The thickness of sheets is quite variable and depends in part on areal distribution. Generally, layered sheet sands are 10-50 ft (3-16 m) thick; where they amalgamate, they can become up to 200-300 ft (60-90 m) thick (Figs. 8-11, 8-12). In addition, the relative amount of bathy-metric confinement affects thickness. In unconfined basins, systems tend to spread out laterally in response to updip channel avulsion. Each sheet deposit tends to be relatively thin. In structurally confined basins, sheet deposits can be considerably thicker where deposits pond against some feature and where there are higher rates of subsidence (accommodation). Sheets can develop in one to multiple sequences in one confined basin (Chapter 3).

Edge relations

At the seismic scale, sheets can have both transitional and lapout edge relations, depending upon the depositional setting of the basin. Seismic data are essential to defining these relations, which have significant implications for the lateral seal and potential trap for these kinds of features as prospects and reservoirs. Unfortunately, many of the details of the lapouts are beneath seismic resolution.

### Data shown:
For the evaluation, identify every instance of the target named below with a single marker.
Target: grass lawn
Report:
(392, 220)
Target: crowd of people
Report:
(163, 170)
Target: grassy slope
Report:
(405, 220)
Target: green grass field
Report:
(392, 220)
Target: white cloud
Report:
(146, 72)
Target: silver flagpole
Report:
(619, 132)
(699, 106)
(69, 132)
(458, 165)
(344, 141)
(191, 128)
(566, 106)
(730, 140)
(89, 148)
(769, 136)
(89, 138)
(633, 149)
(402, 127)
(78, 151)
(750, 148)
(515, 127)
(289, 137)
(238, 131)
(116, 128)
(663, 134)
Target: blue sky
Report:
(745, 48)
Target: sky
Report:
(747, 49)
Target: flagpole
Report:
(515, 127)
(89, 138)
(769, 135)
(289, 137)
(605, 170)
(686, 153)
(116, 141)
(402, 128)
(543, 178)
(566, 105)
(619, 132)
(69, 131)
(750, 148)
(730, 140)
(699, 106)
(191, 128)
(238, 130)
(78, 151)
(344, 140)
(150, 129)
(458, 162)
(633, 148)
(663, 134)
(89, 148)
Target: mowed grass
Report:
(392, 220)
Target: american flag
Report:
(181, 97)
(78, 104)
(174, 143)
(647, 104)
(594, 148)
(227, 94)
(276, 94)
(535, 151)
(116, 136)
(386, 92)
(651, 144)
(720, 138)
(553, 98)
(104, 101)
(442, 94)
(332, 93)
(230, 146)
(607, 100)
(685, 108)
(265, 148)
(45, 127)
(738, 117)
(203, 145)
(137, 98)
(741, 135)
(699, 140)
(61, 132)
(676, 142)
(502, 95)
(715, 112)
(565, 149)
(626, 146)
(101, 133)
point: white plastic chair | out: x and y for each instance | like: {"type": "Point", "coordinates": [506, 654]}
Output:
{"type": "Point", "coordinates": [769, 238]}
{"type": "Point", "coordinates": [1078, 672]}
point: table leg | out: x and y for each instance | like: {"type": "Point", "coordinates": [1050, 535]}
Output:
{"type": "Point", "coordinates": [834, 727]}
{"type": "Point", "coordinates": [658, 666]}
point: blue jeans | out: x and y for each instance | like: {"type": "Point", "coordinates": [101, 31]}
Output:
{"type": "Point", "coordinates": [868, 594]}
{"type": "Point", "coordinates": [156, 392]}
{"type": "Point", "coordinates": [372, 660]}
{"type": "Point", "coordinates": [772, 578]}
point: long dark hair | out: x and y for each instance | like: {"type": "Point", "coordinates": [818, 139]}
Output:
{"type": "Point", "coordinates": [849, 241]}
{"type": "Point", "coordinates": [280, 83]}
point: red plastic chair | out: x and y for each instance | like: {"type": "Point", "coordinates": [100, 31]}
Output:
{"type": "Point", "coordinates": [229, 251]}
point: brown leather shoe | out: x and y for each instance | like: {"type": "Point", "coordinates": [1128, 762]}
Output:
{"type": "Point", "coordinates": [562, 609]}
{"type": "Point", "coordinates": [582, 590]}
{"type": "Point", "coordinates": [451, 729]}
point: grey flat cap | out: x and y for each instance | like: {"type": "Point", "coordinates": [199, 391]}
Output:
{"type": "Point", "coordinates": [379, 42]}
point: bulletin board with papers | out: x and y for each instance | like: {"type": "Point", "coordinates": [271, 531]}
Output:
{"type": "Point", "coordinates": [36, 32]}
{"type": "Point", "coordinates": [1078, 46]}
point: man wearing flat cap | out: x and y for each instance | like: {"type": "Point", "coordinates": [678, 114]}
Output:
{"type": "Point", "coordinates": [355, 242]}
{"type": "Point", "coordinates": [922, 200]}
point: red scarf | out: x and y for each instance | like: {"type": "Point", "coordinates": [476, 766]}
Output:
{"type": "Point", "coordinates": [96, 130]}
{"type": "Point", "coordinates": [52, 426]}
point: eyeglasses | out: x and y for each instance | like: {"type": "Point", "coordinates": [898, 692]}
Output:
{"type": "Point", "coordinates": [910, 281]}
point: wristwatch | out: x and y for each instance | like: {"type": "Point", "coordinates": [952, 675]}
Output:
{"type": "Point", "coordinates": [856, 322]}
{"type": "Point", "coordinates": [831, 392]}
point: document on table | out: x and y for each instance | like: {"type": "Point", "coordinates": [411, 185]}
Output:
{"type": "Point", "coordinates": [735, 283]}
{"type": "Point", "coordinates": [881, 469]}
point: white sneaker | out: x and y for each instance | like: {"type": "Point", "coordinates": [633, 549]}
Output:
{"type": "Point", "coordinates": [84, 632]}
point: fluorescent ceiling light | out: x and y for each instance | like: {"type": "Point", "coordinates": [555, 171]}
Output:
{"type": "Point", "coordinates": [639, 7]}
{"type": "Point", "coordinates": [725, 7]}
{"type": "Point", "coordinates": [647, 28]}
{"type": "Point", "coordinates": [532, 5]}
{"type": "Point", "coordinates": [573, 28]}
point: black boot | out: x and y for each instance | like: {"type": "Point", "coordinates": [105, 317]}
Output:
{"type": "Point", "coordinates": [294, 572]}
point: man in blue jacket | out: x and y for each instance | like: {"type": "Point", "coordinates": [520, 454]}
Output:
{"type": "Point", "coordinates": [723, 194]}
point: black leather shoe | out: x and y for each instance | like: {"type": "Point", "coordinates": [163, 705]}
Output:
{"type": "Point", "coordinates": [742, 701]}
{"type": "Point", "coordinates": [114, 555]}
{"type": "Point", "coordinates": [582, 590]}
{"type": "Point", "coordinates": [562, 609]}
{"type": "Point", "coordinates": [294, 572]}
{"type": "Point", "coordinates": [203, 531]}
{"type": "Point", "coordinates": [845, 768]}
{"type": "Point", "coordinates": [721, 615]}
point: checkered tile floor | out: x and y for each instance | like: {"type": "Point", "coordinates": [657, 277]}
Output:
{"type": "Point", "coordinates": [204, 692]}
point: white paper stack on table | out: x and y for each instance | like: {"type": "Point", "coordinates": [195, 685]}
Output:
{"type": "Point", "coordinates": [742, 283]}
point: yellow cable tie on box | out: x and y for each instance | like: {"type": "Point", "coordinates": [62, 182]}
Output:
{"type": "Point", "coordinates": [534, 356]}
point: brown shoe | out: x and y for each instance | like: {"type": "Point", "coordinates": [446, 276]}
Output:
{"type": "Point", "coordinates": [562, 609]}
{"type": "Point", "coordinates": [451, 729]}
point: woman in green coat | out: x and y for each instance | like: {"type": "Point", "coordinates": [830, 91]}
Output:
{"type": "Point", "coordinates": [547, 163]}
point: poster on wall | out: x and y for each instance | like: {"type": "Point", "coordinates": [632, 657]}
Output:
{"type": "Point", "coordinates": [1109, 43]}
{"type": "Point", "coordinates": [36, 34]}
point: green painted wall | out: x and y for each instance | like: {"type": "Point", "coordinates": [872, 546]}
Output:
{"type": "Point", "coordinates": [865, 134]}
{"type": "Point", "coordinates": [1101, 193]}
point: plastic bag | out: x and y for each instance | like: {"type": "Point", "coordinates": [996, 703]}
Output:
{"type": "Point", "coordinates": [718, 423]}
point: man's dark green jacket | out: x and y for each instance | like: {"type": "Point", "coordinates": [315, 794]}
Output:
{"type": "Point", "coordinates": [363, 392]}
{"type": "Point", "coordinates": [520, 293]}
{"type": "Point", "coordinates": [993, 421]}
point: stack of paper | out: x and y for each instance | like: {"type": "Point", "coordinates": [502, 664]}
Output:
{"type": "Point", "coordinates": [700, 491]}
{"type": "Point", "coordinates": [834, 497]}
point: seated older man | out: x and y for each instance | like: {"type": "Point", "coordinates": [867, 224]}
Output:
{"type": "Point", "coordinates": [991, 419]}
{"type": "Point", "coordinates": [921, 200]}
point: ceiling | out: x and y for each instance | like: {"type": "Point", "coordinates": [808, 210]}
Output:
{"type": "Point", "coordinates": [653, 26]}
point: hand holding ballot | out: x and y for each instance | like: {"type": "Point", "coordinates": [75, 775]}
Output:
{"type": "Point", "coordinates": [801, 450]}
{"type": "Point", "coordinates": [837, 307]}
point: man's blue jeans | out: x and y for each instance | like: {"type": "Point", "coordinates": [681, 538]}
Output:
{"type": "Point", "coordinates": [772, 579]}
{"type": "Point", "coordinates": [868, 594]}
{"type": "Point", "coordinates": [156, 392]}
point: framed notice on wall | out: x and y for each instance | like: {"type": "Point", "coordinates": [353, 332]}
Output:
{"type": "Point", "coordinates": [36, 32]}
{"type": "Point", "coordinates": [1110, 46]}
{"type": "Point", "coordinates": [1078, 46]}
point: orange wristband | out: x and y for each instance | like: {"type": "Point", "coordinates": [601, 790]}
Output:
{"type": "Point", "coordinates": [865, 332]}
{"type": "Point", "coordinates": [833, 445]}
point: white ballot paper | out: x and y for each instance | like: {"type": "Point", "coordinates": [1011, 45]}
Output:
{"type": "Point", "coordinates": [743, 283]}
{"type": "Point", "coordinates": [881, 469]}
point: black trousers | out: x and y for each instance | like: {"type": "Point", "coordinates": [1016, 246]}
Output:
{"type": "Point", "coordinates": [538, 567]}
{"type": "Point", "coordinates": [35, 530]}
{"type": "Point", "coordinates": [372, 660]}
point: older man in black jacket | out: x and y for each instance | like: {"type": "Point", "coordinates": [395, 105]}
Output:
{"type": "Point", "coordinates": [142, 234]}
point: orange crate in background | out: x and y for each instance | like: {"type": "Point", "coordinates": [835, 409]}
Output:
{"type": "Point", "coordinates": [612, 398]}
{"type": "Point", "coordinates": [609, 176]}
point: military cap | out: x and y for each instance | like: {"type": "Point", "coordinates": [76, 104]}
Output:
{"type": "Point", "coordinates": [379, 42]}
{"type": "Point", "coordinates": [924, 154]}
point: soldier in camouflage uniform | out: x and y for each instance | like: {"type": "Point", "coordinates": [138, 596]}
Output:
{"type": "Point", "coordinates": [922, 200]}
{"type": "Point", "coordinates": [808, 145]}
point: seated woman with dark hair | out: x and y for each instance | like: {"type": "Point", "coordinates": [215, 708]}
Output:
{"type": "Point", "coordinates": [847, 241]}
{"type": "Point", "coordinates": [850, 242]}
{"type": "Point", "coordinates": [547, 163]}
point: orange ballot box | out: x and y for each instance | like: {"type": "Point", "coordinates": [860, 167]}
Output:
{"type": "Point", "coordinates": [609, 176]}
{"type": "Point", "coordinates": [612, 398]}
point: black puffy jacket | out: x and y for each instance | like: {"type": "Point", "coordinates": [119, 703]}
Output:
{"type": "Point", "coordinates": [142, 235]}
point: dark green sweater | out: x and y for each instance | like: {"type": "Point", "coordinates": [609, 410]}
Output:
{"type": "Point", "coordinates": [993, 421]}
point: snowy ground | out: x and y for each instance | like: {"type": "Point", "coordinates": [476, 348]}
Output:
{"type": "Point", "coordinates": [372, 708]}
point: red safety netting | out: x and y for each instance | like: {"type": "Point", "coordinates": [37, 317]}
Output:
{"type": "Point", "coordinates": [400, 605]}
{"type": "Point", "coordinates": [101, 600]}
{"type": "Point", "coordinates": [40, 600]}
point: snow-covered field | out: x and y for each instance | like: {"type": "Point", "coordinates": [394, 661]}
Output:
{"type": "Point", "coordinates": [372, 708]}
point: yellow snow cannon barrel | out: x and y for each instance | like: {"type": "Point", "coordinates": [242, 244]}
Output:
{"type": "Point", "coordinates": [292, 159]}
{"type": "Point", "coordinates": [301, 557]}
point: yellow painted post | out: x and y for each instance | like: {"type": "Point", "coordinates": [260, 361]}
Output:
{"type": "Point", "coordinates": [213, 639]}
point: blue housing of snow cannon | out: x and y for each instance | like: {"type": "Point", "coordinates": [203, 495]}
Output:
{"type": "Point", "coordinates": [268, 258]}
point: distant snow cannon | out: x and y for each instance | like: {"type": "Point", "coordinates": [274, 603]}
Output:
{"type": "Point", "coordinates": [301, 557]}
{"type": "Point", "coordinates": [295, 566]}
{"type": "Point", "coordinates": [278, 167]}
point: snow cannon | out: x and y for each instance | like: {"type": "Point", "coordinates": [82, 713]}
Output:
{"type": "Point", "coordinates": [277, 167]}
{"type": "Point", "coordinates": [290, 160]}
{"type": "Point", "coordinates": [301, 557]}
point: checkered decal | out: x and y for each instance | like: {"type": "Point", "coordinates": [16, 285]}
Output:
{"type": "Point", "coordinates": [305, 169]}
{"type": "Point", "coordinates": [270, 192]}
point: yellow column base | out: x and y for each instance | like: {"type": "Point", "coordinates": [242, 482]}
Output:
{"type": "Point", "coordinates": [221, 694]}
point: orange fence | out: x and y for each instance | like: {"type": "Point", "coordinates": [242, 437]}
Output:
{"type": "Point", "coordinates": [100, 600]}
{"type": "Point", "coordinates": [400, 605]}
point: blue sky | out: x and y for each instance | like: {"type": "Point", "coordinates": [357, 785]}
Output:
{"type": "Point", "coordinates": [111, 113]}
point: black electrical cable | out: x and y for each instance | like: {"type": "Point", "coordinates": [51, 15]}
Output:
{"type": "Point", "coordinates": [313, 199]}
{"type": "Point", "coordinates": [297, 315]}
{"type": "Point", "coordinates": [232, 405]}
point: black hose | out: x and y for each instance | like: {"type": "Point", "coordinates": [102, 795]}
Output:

### Parts of the exercise:
1. In the sheet-sand excerpt, what thickness range is given for layered sheet sands in general?
2. Reproduce the part of the sheet-sand excerpt starting with "The thickness of" and going on through "basin (Chapter 3).".
3. Decide whether each statement below agrees with the sheet-sand excerpt, answering yes or no and quoting the words that settle it: (a) where sheet sands amalgamate, they can reach 200-300 ft in thickness; (b) seismic data resolve most details of the lapouts; (c) sheet deposits in unconfined basins tend to be relatively thin.

### Answers for the tasks:
1. 10-50 ft (3-16 m)

2.
The thickness of sheets is quite variable and depends in part on areal distribution. Generally, layered sheet sands are 10-50 ft (3-16 m) thick; where they amalgamate, they can become up to 200-300 ft (60-90 m) thick (Figs. 8-11, 8-12). In addition, the relative amount of bathy-metric confinement affects thickness. In unconfined basins, systems tend to spread out laterally in response to updip channel avulsion. Each sheet deposit tends to be relatively thin. In structurally confined basins, sheet deposits can be considerably thicker where deposits pond against some feature and where there are higher rates of subsidence (accommodation). Sheets can develop in one to multiple sequences in one confined basin (Chapter 3).

3.
(a) Yes: "where they amalgamate, they can become up to 200-300 ft (60-90 m) thick"
(b) No: "many of the details of the lapouts are beneath seismic resolution"
(c) Yes: "Each sheet deposit tends to be relatively thin."